● **Action item**
Copy every line of the data that includes the string "blue".

● **Data section**

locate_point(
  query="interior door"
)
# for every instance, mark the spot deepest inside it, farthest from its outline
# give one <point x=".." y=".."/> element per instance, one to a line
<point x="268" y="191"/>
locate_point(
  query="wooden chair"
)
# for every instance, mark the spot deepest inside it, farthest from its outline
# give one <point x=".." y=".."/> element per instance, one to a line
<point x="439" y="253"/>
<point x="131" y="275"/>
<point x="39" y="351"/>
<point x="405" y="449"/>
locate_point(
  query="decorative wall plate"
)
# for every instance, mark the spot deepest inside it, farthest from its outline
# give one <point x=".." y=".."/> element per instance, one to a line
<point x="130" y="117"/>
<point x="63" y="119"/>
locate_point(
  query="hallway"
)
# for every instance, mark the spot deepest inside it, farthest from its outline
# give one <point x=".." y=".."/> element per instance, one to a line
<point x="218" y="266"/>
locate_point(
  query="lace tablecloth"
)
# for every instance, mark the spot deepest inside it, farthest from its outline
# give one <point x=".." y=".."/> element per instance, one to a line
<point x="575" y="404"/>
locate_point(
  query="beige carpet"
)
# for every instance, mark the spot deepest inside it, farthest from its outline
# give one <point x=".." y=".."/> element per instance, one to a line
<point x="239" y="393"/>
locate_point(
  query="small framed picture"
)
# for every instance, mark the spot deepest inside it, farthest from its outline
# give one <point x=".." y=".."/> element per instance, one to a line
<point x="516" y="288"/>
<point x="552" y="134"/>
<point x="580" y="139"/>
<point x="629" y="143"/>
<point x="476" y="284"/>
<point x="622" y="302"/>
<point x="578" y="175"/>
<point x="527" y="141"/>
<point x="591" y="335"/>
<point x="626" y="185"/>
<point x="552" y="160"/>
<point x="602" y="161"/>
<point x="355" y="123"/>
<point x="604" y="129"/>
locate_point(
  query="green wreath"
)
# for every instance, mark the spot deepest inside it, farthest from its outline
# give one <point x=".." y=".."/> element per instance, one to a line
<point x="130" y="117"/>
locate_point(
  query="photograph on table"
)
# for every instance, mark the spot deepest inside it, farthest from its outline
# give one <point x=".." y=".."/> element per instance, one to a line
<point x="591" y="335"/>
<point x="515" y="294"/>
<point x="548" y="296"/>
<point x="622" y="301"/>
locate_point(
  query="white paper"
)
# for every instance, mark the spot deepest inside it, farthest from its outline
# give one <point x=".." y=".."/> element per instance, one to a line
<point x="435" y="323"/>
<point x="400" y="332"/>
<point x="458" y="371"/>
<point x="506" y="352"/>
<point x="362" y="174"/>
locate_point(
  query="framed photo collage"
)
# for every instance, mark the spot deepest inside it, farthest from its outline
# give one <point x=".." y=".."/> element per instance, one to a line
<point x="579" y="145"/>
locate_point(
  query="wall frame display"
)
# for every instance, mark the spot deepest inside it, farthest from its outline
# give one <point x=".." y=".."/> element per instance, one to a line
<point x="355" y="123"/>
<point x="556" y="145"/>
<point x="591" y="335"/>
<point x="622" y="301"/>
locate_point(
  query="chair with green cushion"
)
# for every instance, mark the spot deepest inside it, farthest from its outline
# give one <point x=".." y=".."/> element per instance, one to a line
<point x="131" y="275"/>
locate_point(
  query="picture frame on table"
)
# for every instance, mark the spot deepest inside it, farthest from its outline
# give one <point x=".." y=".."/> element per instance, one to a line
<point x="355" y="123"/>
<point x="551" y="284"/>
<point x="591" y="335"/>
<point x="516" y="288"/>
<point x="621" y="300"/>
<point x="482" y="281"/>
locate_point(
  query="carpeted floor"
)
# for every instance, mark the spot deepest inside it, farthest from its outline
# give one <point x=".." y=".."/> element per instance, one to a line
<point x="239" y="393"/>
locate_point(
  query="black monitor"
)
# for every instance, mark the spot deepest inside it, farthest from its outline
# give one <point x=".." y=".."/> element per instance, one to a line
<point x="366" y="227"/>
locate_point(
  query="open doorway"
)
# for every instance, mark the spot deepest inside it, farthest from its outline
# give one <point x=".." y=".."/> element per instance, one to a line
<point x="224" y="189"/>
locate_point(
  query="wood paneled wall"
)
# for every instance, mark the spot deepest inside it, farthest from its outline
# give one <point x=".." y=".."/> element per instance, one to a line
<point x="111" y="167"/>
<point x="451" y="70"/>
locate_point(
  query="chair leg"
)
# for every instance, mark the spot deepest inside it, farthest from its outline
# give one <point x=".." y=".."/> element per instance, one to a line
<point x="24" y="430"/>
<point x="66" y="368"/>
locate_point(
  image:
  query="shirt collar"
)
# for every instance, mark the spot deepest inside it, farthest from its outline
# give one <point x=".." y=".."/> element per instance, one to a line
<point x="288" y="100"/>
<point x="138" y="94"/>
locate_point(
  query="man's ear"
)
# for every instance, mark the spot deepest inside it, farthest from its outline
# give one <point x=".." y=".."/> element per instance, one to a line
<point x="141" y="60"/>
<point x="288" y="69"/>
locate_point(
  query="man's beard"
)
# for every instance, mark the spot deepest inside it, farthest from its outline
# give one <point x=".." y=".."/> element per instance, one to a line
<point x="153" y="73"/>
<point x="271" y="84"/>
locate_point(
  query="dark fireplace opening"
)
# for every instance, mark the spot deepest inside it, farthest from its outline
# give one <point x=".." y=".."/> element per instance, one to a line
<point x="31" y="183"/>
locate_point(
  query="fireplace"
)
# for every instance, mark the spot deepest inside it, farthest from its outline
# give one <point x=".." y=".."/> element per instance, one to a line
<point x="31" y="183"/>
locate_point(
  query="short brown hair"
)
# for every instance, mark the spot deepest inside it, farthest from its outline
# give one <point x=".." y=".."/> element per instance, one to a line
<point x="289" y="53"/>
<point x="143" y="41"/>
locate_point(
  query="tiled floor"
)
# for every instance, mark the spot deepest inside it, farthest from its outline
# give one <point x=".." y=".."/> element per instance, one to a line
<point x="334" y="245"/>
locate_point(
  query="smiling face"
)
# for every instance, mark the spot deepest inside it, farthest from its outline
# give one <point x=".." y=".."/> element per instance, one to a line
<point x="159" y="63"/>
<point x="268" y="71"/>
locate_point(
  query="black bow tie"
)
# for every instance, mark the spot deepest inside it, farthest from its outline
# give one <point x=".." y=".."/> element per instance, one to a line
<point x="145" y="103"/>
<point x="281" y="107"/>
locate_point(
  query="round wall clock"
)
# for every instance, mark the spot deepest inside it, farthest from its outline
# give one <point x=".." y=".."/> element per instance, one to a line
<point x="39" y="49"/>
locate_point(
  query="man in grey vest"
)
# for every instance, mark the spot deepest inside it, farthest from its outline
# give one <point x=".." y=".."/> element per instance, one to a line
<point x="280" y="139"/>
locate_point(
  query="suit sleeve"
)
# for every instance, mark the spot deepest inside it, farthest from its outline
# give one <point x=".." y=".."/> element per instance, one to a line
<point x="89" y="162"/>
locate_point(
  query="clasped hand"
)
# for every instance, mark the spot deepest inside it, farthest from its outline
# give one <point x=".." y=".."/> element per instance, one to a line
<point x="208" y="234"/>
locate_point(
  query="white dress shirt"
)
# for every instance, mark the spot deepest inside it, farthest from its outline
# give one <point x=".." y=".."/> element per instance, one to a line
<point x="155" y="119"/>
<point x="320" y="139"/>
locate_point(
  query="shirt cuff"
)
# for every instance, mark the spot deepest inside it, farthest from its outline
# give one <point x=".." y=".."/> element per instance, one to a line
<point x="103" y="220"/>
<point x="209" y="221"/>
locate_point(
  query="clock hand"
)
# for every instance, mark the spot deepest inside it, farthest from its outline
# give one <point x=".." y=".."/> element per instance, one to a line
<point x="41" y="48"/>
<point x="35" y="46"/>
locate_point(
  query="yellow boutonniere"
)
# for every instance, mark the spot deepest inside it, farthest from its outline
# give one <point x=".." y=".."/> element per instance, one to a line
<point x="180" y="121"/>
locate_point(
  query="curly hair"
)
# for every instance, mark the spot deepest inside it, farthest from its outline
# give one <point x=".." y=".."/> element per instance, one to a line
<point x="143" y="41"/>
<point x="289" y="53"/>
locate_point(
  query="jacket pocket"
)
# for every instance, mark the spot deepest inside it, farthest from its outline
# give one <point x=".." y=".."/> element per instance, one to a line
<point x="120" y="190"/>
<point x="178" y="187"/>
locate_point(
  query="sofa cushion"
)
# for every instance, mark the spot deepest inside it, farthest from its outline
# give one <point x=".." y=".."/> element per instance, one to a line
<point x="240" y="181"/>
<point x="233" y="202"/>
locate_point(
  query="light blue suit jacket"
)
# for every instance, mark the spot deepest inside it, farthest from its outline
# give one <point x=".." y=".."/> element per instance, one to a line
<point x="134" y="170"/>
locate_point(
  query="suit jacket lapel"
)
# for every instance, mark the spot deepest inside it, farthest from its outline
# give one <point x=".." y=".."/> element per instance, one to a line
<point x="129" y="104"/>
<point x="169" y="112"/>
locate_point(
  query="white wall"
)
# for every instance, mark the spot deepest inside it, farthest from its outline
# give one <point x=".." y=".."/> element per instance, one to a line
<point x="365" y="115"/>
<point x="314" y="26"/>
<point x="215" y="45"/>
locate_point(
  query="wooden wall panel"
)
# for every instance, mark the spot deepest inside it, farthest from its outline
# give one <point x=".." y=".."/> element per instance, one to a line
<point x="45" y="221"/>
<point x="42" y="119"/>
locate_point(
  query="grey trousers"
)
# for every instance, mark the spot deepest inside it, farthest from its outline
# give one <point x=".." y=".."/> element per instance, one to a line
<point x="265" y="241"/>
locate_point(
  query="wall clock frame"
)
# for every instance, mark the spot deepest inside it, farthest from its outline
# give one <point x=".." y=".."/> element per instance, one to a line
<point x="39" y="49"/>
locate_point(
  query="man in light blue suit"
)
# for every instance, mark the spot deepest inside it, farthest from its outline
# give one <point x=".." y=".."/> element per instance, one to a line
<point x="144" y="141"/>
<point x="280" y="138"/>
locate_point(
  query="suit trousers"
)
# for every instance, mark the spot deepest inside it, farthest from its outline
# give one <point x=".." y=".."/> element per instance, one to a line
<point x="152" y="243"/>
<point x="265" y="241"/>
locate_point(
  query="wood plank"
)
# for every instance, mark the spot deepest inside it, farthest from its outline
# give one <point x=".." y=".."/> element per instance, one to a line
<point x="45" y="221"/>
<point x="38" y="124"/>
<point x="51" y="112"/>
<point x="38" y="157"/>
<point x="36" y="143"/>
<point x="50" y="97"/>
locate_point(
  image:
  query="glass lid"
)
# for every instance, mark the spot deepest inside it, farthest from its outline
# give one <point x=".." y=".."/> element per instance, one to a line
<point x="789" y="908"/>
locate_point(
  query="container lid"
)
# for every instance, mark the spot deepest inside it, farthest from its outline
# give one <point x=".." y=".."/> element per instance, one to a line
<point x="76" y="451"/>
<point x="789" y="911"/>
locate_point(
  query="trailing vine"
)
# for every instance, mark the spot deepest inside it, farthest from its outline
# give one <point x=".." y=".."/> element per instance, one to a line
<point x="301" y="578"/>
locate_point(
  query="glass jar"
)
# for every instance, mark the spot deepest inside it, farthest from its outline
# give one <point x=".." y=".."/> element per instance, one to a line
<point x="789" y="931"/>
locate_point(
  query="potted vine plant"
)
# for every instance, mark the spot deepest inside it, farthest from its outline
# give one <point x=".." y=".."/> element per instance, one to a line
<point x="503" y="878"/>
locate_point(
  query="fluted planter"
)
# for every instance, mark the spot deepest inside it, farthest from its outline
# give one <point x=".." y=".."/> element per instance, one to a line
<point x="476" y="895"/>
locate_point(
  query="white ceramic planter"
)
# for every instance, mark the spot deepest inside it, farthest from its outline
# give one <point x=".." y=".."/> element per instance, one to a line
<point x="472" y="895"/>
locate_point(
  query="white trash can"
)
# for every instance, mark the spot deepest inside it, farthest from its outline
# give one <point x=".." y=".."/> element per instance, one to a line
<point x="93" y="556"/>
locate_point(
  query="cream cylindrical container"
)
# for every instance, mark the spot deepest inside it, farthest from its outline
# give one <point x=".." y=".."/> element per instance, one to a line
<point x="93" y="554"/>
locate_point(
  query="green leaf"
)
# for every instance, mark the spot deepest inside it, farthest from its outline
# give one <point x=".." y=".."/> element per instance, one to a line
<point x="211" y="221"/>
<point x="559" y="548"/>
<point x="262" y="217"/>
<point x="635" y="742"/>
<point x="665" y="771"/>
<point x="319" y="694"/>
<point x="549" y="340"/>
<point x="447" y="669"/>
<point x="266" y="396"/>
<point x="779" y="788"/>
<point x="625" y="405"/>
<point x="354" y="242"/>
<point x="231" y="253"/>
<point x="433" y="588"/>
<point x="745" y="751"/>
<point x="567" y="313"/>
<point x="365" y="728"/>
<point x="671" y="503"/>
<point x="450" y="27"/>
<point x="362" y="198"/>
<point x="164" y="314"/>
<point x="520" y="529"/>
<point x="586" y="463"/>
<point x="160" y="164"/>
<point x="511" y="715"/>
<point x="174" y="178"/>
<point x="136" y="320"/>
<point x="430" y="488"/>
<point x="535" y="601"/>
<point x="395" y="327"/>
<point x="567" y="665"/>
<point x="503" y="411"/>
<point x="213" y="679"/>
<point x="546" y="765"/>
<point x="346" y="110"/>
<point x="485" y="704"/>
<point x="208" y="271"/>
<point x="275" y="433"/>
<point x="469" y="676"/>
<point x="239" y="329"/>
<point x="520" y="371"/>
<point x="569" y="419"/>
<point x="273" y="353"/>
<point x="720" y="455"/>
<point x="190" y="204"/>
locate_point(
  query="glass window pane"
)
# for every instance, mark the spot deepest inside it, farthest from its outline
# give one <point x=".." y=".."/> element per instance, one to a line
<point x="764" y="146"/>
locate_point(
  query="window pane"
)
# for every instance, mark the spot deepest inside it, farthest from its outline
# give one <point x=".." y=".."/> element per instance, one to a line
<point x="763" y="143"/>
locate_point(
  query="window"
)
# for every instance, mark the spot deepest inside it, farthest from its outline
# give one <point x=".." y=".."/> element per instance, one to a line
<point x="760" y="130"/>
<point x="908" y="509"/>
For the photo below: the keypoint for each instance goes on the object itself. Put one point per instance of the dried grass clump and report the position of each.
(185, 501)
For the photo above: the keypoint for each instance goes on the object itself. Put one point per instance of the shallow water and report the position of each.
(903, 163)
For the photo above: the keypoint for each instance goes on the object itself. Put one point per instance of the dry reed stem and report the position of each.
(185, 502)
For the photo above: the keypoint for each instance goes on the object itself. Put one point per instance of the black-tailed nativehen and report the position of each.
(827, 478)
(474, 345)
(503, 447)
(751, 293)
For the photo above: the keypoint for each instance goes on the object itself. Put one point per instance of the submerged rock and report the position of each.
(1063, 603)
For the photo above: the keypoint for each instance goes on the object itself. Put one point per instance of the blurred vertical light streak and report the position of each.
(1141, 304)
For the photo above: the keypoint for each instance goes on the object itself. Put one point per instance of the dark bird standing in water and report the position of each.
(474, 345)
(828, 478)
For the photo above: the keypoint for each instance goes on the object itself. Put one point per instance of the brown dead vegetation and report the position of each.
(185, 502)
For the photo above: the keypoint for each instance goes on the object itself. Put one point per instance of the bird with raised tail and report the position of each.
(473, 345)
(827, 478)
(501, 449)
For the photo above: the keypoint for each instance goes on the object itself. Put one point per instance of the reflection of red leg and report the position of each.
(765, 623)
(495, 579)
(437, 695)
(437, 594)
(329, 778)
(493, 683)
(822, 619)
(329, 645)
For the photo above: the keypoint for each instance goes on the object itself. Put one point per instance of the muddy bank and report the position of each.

● **Your solution**
  query="light blue suit jacket"
  query="man in light blue suit"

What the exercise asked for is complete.